** start of Selection **

In certain embodiments, the pump-ready treatment fluid is a fracturing fluid. In certain embodiments, the pump-ready fracturing fluid includes all ingredients, including proppant, for the fracturing treatment in a form that is directly deliverable to the suction side of a fracturing pump. The procedure may further include an operation to deliver the pump-ready fracturing fluid to a location operationally coupled to a wellsite, and an operation to provide the pump-ready fracturing fluid directly to a pump inlet. The procedure may further include an operation to pump the pump-ready fracturing fluid into a wellbore to initiate or propagate a fracture in the subterranean formation.

The term “proppant”, as used herein, refers to particulates that are used in well work-overs and treatments, such as hydraulic fracturing operations, to hold fractures open following the treatment. The proppant can be naturally occurring materials, such as sand grains. It may also include man-made or specially engineered proppants, such as resin-coated sand or high-strength ceramic materials like sintered bauxite. In some embodiments, the proppant of the current application has a density greater than 2.45 g/cc, such as sand, ceramic, sintered bauxite or resin coated proppant. In some embodiments, the proppant of the current application has a density less than or equal to 2.45 g/cc, such as less than about 1.60 g/cc, less than about 1.50 g/cc, less than about 1.40 g/cc, less than about 1.30 g/cc, less than about 1.20 g/cc, less than 1.10 g/cc, or less than 1.00 g/cc. In some embodiments, the proppant concentration in the treatment fluid is about 6 pound-per-gallon (PPA). In some embodiments, the proppant concentration in the treatment fluid is about 12 pound-per-gallon (PPA). In some embodiments, the proppant concentration in the treatment fluid is about 16 pound-per-gallon (PPA). In some embodiments, the proppant concentration in the treatment fluid is about 20 pound-per-gallon (PPA). In some embodiments, the proppant concentration in the treatment fluid is about 24 pound-per-gallon (PPA). In some embodiments, the proppant concentration in the treatment fluid is about 30 pound-per-gallon (PPA). In some embodiments, the proppant concentration in the treatment fluid is about 36 pound-per-gallon (PPA). In some embodiments, the proppant concentration in the treatment fluid is about 40 pound-per-gallon (PPA).

** end of Selection **

◆ **Task requirements**:
- a) Which proppant concentrations in the treatment fluid, in pound-per-gallon (PPA), does the passage on fracturing fluid give?
- b) According to the passage on fracturing fluid, what is proppant used for following the treatment?

** start of Information shown **

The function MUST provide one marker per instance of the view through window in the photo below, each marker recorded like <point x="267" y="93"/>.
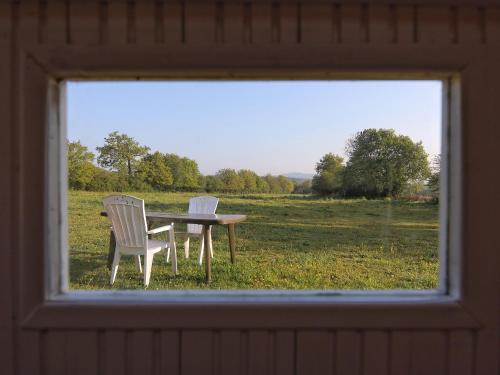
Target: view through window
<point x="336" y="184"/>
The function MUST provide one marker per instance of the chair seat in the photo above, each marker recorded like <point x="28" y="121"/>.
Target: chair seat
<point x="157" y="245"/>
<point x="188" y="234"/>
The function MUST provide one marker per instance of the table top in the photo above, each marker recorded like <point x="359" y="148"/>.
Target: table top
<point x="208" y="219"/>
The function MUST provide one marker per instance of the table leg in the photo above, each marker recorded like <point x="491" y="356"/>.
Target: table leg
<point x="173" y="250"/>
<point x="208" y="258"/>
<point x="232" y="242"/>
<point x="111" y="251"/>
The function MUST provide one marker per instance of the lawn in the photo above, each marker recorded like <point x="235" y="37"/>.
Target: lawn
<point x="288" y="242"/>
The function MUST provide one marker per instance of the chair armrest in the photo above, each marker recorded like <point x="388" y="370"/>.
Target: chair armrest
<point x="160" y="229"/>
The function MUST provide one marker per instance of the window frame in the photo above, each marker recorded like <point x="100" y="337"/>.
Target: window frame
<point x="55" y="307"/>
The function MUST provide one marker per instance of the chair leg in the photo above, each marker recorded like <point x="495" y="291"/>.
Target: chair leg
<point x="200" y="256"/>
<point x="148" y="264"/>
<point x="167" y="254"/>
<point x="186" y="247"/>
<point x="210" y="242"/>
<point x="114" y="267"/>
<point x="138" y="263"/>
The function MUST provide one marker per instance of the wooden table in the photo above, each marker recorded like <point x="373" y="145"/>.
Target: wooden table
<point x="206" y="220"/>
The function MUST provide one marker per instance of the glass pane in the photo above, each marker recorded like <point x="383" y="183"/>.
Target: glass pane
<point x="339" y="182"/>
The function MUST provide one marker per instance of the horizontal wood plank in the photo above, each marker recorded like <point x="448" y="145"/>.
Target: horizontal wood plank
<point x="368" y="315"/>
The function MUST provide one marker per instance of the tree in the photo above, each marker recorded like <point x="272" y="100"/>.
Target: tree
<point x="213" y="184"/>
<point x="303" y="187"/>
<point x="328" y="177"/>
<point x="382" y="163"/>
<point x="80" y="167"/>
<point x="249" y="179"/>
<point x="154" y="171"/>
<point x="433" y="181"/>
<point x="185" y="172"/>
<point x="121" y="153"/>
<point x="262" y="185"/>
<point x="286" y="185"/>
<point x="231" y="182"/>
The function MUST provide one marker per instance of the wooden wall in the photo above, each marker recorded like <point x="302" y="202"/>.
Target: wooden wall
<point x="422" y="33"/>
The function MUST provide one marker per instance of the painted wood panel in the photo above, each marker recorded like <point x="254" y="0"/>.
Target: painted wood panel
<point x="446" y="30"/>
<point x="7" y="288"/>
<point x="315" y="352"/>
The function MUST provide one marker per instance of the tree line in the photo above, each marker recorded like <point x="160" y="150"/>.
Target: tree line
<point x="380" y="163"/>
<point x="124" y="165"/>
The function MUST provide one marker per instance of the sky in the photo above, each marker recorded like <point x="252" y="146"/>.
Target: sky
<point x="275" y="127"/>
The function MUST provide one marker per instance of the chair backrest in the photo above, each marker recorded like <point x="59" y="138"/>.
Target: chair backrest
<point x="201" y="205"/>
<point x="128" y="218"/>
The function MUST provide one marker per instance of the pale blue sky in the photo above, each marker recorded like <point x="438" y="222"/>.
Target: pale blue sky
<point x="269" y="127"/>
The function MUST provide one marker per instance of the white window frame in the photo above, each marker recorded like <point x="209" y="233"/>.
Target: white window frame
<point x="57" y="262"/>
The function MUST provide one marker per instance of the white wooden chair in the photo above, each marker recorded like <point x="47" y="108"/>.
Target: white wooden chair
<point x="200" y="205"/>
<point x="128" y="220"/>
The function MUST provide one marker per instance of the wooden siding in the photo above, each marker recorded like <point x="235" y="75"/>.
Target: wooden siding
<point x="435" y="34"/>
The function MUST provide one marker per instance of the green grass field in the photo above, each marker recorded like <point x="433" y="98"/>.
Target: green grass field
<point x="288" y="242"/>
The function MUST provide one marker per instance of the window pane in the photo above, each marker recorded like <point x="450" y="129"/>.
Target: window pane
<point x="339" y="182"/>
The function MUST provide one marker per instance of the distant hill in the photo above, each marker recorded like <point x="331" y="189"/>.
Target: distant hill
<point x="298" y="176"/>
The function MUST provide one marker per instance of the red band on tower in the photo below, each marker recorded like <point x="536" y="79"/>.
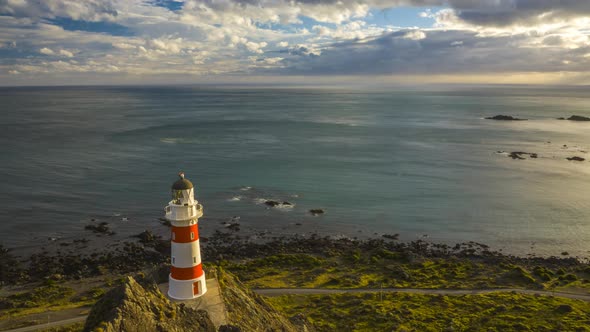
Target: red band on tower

** end of Information shown **
** start of Information shown **

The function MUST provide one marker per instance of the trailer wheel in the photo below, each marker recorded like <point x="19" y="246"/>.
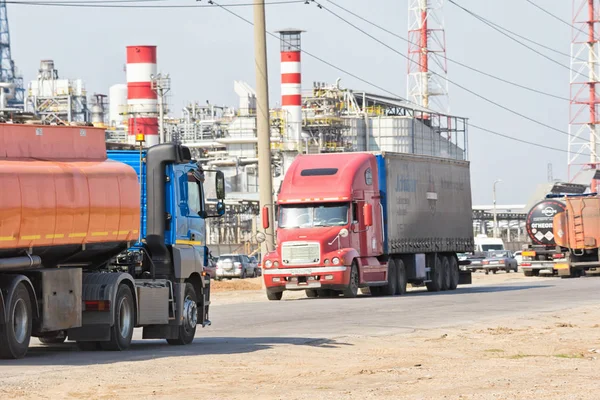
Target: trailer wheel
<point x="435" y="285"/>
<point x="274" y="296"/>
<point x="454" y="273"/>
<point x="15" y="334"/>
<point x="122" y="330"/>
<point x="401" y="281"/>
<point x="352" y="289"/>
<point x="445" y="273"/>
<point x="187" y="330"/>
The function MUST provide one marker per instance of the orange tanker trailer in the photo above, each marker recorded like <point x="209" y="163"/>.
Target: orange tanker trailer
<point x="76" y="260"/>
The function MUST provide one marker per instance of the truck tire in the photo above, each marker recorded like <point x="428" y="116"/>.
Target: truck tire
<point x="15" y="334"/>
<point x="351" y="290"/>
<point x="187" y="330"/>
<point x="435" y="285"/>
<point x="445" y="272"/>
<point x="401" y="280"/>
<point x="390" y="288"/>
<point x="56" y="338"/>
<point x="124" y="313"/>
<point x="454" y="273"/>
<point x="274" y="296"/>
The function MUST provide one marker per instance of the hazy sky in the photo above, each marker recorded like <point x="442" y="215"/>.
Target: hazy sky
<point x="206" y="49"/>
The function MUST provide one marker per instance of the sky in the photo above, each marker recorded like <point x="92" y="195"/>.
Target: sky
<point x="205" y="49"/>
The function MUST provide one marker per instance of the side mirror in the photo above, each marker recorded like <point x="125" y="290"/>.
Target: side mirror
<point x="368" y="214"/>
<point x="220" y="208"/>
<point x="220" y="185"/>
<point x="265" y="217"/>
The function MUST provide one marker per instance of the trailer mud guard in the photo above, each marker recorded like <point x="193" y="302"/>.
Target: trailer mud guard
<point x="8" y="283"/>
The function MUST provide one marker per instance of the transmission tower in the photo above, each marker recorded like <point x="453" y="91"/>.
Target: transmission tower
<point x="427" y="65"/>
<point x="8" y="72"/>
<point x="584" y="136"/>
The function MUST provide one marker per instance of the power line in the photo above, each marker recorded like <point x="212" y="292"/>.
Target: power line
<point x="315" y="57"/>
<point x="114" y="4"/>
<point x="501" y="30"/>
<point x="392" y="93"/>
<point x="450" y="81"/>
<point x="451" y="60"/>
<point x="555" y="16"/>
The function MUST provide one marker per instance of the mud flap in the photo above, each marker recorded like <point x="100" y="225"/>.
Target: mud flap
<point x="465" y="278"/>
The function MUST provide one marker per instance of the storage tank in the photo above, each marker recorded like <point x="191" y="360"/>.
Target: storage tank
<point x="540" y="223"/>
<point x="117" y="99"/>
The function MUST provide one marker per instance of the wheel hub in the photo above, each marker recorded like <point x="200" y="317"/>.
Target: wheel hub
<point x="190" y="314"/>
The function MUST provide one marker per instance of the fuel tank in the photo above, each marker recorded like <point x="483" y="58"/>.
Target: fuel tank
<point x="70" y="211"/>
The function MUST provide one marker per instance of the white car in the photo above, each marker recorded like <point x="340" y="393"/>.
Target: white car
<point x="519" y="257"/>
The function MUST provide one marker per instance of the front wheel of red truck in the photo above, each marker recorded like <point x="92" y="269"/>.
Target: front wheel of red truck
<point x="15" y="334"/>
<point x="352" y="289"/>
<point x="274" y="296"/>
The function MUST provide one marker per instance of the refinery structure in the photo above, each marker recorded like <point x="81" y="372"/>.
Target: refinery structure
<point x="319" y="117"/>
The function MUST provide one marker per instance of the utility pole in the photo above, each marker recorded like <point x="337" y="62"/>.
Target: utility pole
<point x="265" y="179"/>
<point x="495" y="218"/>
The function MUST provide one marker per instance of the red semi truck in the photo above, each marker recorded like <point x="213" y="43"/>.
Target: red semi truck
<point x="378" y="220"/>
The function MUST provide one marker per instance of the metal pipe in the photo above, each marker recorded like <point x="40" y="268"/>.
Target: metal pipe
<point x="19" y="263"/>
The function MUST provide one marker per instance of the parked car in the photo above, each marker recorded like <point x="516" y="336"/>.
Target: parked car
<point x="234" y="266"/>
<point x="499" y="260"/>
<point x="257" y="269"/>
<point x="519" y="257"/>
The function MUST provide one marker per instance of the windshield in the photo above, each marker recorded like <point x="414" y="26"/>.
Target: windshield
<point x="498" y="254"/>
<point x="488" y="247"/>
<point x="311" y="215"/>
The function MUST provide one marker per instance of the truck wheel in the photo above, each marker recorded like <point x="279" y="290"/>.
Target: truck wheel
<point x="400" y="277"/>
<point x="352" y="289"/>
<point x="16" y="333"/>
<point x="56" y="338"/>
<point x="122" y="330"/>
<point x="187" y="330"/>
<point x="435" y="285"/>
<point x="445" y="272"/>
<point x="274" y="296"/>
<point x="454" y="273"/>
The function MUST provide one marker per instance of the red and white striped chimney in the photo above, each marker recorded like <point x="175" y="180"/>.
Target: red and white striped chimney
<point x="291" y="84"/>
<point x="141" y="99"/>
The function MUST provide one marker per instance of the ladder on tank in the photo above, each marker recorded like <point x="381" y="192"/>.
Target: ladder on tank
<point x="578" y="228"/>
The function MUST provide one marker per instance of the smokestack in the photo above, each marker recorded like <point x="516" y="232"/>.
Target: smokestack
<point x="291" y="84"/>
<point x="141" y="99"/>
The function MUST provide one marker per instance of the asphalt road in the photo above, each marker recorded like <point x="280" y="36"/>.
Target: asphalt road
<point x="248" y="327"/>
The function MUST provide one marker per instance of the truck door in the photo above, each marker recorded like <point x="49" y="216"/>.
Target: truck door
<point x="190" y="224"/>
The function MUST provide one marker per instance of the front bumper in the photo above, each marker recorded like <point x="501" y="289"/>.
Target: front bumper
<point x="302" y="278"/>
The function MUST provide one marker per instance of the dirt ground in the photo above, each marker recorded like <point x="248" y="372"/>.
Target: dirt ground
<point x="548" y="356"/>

** end of Information shown **

◆ **Solutions per task**:
- a) About 6, 12, 16, 20, 24, 30, 36, and 40 pound-per-gallon (PPA).

- b) It is used to hold fractures open following the treatment.